■ **YOUR GOAL**
When the line containing "Need: identify each instance of the dark car" appears in the entries below, begin printing there and stop after the line containing "Target: gray fender"; print each of those lines exactly and no other line.

■ **Collected data entries**

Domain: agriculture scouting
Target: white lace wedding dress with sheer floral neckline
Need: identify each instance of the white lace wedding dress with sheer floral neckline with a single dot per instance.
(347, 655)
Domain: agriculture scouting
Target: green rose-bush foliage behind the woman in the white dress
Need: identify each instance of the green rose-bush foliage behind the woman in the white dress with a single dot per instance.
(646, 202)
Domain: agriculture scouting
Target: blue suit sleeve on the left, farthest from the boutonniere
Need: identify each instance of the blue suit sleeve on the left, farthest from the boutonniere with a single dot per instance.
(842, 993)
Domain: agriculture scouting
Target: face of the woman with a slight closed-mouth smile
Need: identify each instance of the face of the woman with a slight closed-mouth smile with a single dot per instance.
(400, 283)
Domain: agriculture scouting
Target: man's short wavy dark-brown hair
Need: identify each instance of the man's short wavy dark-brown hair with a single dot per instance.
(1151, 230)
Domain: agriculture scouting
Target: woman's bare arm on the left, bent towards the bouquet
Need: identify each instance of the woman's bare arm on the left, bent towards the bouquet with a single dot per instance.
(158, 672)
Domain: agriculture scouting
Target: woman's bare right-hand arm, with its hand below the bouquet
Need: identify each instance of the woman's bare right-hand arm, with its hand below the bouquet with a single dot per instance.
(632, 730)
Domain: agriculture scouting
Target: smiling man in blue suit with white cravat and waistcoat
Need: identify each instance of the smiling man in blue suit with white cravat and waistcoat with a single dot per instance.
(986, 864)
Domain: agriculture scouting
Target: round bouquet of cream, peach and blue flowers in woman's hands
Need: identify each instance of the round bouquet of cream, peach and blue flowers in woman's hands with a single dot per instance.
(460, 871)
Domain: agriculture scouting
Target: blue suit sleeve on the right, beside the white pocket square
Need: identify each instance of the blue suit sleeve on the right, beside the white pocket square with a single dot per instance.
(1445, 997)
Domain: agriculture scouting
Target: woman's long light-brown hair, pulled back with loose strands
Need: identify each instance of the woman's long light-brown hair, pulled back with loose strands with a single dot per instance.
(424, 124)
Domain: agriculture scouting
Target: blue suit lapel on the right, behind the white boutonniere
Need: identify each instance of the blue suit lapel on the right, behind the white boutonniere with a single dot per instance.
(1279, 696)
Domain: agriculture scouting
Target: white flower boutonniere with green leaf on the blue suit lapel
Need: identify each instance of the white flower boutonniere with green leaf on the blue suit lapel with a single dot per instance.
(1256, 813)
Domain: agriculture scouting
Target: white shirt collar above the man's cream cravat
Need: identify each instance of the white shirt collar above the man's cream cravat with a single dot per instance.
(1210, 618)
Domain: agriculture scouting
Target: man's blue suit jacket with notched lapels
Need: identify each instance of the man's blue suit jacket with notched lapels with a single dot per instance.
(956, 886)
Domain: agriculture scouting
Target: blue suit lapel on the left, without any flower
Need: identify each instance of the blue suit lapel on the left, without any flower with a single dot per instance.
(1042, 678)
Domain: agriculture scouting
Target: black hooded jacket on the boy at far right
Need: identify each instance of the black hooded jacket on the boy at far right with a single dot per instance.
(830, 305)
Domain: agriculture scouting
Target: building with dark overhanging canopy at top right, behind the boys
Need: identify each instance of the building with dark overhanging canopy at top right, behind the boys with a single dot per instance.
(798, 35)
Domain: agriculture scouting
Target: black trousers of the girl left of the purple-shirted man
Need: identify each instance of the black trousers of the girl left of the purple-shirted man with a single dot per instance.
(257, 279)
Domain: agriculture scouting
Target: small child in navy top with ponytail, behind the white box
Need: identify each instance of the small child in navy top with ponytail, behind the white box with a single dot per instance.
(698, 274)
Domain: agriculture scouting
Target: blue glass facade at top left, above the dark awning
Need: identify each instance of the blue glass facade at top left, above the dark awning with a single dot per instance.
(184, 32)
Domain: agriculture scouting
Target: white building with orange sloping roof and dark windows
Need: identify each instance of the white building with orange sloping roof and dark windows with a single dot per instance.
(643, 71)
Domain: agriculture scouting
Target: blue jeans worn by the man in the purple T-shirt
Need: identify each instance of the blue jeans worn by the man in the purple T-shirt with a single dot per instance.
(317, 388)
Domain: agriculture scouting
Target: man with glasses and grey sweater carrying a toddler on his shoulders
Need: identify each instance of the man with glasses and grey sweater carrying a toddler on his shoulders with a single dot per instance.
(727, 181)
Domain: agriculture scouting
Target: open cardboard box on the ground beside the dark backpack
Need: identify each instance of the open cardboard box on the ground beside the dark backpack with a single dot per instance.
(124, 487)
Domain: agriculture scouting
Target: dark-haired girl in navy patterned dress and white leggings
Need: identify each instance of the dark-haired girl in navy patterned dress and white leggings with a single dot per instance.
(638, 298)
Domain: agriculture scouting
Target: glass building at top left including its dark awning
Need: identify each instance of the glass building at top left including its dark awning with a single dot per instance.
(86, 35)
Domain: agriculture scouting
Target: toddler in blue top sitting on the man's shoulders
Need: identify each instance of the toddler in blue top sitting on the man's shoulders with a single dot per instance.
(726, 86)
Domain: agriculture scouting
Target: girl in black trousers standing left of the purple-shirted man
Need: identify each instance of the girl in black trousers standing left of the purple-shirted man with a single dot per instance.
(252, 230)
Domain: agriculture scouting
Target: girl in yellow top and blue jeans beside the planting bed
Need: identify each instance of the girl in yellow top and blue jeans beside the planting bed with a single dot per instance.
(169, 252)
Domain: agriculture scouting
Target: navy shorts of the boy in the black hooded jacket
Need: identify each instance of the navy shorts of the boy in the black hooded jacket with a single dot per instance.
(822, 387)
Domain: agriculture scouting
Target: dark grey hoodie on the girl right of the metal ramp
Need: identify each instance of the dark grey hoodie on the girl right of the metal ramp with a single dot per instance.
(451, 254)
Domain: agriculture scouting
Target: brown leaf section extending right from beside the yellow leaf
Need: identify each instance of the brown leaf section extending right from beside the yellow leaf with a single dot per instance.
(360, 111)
* * *
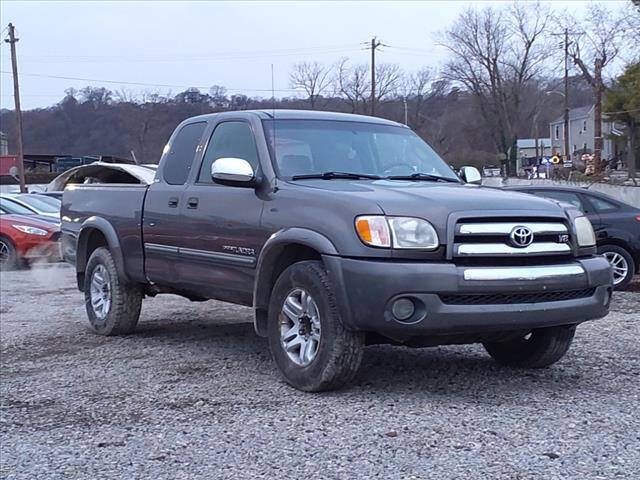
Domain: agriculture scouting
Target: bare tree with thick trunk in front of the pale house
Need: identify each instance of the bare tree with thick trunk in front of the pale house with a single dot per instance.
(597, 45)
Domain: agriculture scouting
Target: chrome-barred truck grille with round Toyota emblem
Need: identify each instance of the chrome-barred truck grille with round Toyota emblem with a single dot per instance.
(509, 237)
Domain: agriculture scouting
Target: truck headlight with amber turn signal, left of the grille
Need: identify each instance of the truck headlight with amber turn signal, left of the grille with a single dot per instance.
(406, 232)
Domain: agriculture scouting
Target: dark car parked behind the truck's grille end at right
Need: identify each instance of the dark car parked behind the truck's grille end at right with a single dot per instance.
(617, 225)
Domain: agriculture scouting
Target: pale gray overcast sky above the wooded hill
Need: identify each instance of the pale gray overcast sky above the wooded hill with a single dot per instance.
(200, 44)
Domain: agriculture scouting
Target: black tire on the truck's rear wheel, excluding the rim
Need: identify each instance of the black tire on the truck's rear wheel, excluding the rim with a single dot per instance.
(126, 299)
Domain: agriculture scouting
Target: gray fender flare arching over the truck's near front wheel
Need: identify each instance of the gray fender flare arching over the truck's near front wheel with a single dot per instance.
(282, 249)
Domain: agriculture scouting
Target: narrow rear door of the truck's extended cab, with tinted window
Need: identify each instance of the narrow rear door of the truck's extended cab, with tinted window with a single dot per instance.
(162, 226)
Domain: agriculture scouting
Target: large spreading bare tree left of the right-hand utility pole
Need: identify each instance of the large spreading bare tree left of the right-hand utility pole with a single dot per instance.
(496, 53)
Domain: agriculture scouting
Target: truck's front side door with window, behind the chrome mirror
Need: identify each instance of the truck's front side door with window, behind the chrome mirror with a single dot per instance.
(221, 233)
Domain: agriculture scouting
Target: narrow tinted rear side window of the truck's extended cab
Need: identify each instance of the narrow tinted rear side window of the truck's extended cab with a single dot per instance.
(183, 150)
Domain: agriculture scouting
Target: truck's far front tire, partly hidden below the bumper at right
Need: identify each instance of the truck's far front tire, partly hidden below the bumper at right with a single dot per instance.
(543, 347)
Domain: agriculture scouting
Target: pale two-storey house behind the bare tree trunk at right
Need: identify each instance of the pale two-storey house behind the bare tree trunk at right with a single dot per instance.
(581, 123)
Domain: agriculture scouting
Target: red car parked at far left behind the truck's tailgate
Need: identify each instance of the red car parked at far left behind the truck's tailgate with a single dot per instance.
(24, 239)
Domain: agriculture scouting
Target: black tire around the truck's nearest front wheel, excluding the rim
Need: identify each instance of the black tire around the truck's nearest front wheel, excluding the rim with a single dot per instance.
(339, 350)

■ **ANSWER TO THIS PROBLEM**
Need: identify each instance of the dark car parked behind the truck's grille end at right with a single dot per instance.
(617, 225)
Domain: agriculture scouting
Target: pale gray overcast sky above the wooded hill
Need: identify each instance of the pale gray overcast sky above the wooded hill with a single dot per instance.
(200, 44)
Domain: agriculture scouting
Target: black tire on the truck's rear wheel, excluding the rim
Need: identify each instance of the black tire on the truck's rear wheel, excluding the rim with a single dot per instance.
(126, 299)
Domain: agriculture scouting
Target: gray fender flare arching over the truck's near front wheel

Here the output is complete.